> [RECORDS SHOWN]:
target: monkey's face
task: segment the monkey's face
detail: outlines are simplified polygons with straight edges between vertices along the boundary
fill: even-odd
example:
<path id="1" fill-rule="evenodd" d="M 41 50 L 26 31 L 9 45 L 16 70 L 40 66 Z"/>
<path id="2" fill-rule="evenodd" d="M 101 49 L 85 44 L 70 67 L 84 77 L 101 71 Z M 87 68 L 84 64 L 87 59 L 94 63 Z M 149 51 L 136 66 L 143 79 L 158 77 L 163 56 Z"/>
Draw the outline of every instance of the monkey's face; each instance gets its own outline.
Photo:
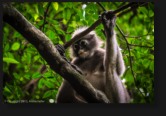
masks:
<path id="1" fill-rule="evenodd" d="M 88 44 L 87 40 L 81 40 L 73 45 L 73 51 L 76 57 L 87 58 L 89 56 Z"/>
<path id="2" fill-rule="evenodd" d="M 72 49 L 76 57 L 85 59 L 93 55 L 96 46 L 94 38 L 85 38 L 72 45 Z"/>

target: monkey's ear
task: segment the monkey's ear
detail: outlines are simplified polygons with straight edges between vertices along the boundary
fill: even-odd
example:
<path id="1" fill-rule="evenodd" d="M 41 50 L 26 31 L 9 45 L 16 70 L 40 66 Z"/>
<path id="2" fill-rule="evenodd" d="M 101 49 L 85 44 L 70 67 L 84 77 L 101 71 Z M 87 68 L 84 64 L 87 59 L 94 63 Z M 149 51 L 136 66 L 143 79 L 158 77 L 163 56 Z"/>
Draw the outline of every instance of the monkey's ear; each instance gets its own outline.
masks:
<path id="1" fill-rule="evenodd" d="M 94 36 L 94 34 L 89 34 L 89 38 L 93 38 Z"/>
<path id="2" fill-rule="evenodd" d="M 93 34 L 93 33 L 89 33 L 85 36 L 85 38 L 88 39 L 88 40 L 91 40 L 94 37 L 95 37 L 95 34 Z"/>

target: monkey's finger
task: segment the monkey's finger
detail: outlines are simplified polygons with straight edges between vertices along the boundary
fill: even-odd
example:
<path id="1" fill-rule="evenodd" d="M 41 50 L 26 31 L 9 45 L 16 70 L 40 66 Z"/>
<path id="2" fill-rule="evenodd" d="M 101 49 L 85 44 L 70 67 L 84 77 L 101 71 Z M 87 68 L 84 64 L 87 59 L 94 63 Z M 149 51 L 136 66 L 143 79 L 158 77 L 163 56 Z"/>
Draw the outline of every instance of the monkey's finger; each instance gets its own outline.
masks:
<path id="1" fill-rule="evenodd" d="M 107 12 L 107 19 L 110 19 L 110 20 L 116 19 L 116 15 L 113 13 L 112 10 Z"/>
<path id="2" fill-rule="evenodd" d="M 104 12 L 103 14 L 101 14 L 101 20 L 102 20 L 102 22 L 106 22 L 106 20 L 107 20 L 106 12 Z"/>
<path id="3" fill-rule="evenodd" d="M 107 11 L 104 11 L 104 12 L 100 15 L 101 18 L 104 17 L 104 16 L 106 16 L 106 14 L 107 14 Z"/>
<path id="4" fill-rule="evenodd" d="M 62 45 L 60 45 L 60 44 L 57 44 L 55 47 L 58 50 L 58 52 L 63 56 L 64 53 L 65 53 L 64 47 Z"/>

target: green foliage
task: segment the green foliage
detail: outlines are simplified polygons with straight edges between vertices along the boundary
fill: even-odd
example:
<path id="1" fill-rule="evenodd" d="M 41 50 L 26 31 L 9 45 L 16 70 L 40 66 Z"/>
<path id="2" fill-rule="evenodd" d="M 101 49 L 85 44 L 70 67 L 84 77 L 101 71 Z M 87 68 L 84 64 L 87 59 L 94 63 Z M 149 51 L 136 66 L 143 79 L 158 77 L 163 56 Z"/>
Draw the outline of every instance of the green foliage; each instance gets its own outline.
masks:
<path id="1" fill-rule="evenodd" d="M 106 10 L 116 10 L 127 3 L 101 4 Z M 47 11 L 48 2 L 13 2 L 12 5 L 54 44 L 69 41 L 77 27 L 92 25 L 103 12 L 96 2 L 52 2 Z M 126 64 L 126 72 L 121 79 L 129 90 L 133 103 L 153 103 L 154 4 L 148 3 L 136 11 L 117 17 L 116 23 L 130 44 L 129 54 L 125 39 L 115 28 Z M 103 26 L 99 25 L 95 31 L 105 41 L 102 29 Z M 70 59 L 68 50 L 66 56 Z M 40 70 L 43 65 L 47 67 L 45 72 Z M 10 103 L 25 99 L 49 102 L 50 99 L 55 99 L 62 82 L 62 77 L 50 69 L 34 46 L 6 23 L 3 25 L 3 72 L 3 96 Z M 31 80 L 38 80 L 33 92 L 25 89 Z"/>
<path id="2" fill-rule="evenodd" d="M 6 57 L 3 57 L 3 62 L 6 62 L 6 63 L 13 63 L 13 64 L 18 64 L 19 62 L 13 58 L 6 58 Z"/>

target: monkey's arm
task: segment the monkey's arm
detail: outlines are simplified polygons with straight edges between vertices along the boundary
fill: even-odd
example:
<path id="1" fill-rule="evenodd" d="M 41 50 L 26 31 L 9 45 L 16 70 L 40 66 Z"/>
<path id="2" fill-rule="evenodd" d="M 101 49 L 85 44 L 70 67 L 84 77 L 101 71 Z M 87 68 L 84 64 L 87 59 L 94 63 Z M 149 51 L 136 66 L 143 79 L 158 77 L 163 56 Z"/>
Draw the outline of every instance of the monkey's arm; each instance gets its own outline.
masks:
<path id="1" fill-rule="evenodd" d="M 106 95 L 113 103 L 126 103 L 129 102 L 129 95 L 123 83 L 119 78 L 117 69 L 121 68 L 122 55 L 118 48 L 116 36 L 114 32 L 115 15 L 112 11 L 102 14 L 102 23 L 106 35 L 106 56 L 105 56 L 105 69 L 106 69 Z M 119 63 L 119 64 L 117 64 Z M 119 66 L 119 67 L 117 67 Z"/>
<path id="2" fill-rule="evenodd" d="M 117 47 L 117 62 L 116 62 L 116 71 L 119 77 L 121 77 L 123 75 L 123 73 L 125 72 L 125 65 L 124 65 L 124 60 L 123 60 L 123 56 L 122 53 L 120 51 L 120 48 Z"/>

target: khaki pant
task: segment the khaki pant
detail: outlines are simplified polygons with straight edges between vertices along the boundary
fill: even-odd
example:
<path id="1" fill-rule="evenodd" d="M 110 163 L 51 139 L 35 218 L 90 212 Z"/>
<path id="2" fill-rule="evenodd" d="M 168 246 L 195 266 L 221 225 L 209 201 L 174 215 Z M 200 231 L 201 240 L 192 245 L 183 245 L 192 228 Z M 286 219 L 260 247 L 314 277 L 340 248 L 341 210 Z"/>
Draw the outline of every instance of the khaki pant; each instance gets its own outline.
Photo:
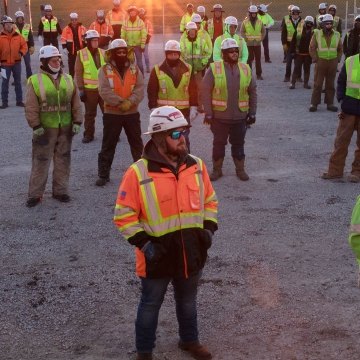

> [EXERCISE]: Each entry should be copied exactly as written, though any pictures stay out.

> [SOLUTION FOR THIS TASK]:
target: monkey's face
task: segment the monkey's face
detail: outlines are simplified polygons with straight edges between vertices along the boundary
fill: even-odd
example:
<path id="1" fill-rule="evenodd" d="M 41 50 L 26 31 L 9 45 L 16 70 L 40 66 Z"/>
<path id="2" fill-rule="evenodd" d="M 101 49 L 85 44 L 70 67 L 84 77 L 101 71 Z M 87 68 L 84 64 L 87 59 L 94 63 Z M 149 51 L 136 66 L 143 79 L 158 77 L 163 56 Z"/>
Draw the outline of every instance of the monkey's face; each instance gets its own outline.
Photo:
masks:
<path id="1" fill-rule="evenodd" d="M 88 44 L 87 40 L 81 40 L 73 45 L 73 51 L 76 57 L 87 58 L 89 56 Z"/>
<path id="2" fill-rule="evenodd" d="M 72 49 L 76 57 L 85 59 L 93 55 L 96 46 L 94 38 L 85 38 L 72 45 Z"/>

target: monkey's ear
task: segment the monkey's ear
detail: outlines are simplified polygons with straight edges between vertices along the boundary
fill: even-odd
example:
<path id="1" fill-rule="evenodd" d="M 41 50 L 26 31 L 9 45 L 16 70 L 40 66 Z"/>
<path id="2" fill-rule="evenodd" d="M 101 49 L 85 44 L 70 67 L 84 77 L 101 71 Z M 87 68 L 84 64 L 87 59 L 94 63 Z M 149 51 L 136 66 L 143 79 L 158 77 L 163 56 Z"/>
Draw the outline of every instance of the monkey's ear; each instance gets its own outline.
masks:
<path id="1" fill-rule="evenodd" d="M 94 36 L 94 34 L 89 34 L 89 38 L 93 38 Z"/>
<path id="2" fill-rule="evenodd" d="M 93 34 L 93 33 L 89 33 L 85 36 L 85 38 L 88 39 L 88 40 L 91 40 L 94 37 L 95 37 L 95 34 Z"/>

target: monkey's finger
task: segment the monkey's finger
detail: outlines are simplified polygons with straight edges between vertices along the boundary
fill: even-odd
example:
<path id="1" fill-rule="evenodd" d="M 41 50 L 26 31 L 9 45 L 16 70 L 40 66 Z"/>
<path id="2" fill-rule="evenodd" d="M 101 49 L 85 44 L 70 67 L 84 77 L 101 71 Z M 87 68 L 84 64 L 87 59 L 94 63 Z M 149 51 L 136 66 L 143 79 L 158 77 L 163 56 Z"/>
Draw the outline of every instance of the monkey's finger; each instance gets its own outline.
masks:
<path id="1" fill-rule="evenodd" d="M 107 12 L 107 19 L 110 19 L 110 20 L 116 19 L 116 15 L 113 13 L 112 10 Z"/>
<path id="2" fill-rule="evenodd" d="M 104 12 L 103 14 L 101 14 L 101 20 L 102 20 L 102 22 L 106 22 L 106 20 L 107 20 L 106 12 Z"/>
<path id="3" fill-rule="evenodd" d="M 107 11 L 104 11 L 104 12 L 100 15 L 101 18 L 104 17 L 104 16 L 106 16 L 106 14 L 107 14 Z"/>
<path id="4" fill-rule="evenodd" d="M 62 45 L 60 45 L 60 44 L 57 44 L 55 47 L 58 50 L 58 52 L 63 56 L 64 53 L 65 53 L 64 47 Z"/>

target: green foliage
task: segment the green foliage
detail: outlines are simplified polygons with straight edges between vertices along the boundary
fill: even-odd
example:
<path id="1" fill-rule="evenodd" d="M 41 50 L 26 31 L 9 45 L 16 70 L 40 66 Z"/>
<path id="2" fill-rule="evenodd" d="M 101 49 L 85 44 L 70 67 L 84 77 L 101 71 Z M 87 68 L 84 64 L 87 59 L 94 63 Z M 149 51 L 136 66 L 143 79 L 158 77 L 163 56 Z"/>
Draw the outline of every instance of the green foliage; each instance gets its own outline.
masks:
<path id="1" fill-rule="evenodd" d="M 106 10 L 116 10 L 127 3 L 101 4 Z M 47 11 L 48 2 L 13 2 L 12 5 L 54 44 L 69 41 L 77 27 L 92 25 L 103 12 L 96 2 L 52 2 Z M 126 64 L 126 72 L 121 79 L 129 90 L 133 103 L 153 103 L 154 4 L 148 3 L 136 11 L 117 17 L 116 23 L 130 44 L 129 54 L 125 39 L 115 28 Z M 103 26 L 99 25 L 95 31 L 105 41 L 102 29 Z M 70 59 L 68 50 L 66 56 Z M 40 70 L 43 65 L 47 67 L 45 72 Z M 10 103 L 25 99 L 49 102 L 50 99 L 55 99 L 62 82 L 62 77 L 50 69 L 34 46 L 6 23 L 3 25 L 3 72 L 3 96 Z M 31 80 L 38 80 L 33 92 L 25 89 Z"/>
<path id="2" fill-rule="evenodd" d="M 6 57 L 3 57 L 3 62 L 6 62 L 6 63 L 13 63 L 13 64 L 18 64 L 19 62 L 13 58 L 6 58 Z"/>

target: monkey's arm
task: segment the monkey's arm
detail: outlines are simplified polygons with straight edges between vertices along the boundary
fill: even-odd
example:
<path id="1" fill-rule="evenodd" d="M 41 50 L 26 31 L 9 45 L 16 70 L 40 66 Z"/>
<path id="2" fill-rule="evenodd" d="M 101 49 L 85 44 L 70 67 L 84 77 L 101 71 Z M 87 68 L 84 64 L 87 59 L 94 63 Z M 149 51 L 136 66 L 143 79 L 158 77 L 163 56 Z"/>
Draw the outline of every instance of the monkey's arm; each instance gets its own outline.
masks:
<path id="1" fill-rule="evenodd" d="M 106 95 L 113 103 L 126 103 L 129 102 L 129 95 L 123 83 L 119 78 L 117 69 L 121 68 L 122 55 L 118 48 L 116 36 L 114 32 L 115 15 L 112 11 L 102 14 L 102 23 L 106 35 L 106 56 L 105 56 L 105 69 L 106 69 Z M 119 63 L 119 64 L 117 64 Z M 119 66 L 119 67 L 117 67 Z"/>
<path id="2" fill-rule="evenodd" d="M 117 47 L 117 62 L 116 62 L 116 71 L 119 77 L 121 77 L 123 75 L 123 73 L 125 72 L 125 65 L 124 65 L 124 60 L 123 60 L 123 56 L 122 53 L 120 51 L 120 48 Z"/>

target: khaki pant
task: segment the khaki pant
detail: outlines are simplified polygons with straight edges between vertices along the boundary
fill: even-odd
example:
<path id="1" fill-rule="evenodd" d="M 110 163 L 51 139 L 35 218 L 90 212 Z"/>
<path id="2" fill-rule="evenodd" d="M 168 246 L 195 266 L 221 225 L 209 201 L 174 215 Z M 200 231 L 201 240 L 192 245 L 183 245 L 192 228 Z M 286 219 L 260 247 L 314 277 L 340 248 L 341 210 Z"/>
Draw the outline of every instance of the khaki pant; each instance gets its own outline.
Photo:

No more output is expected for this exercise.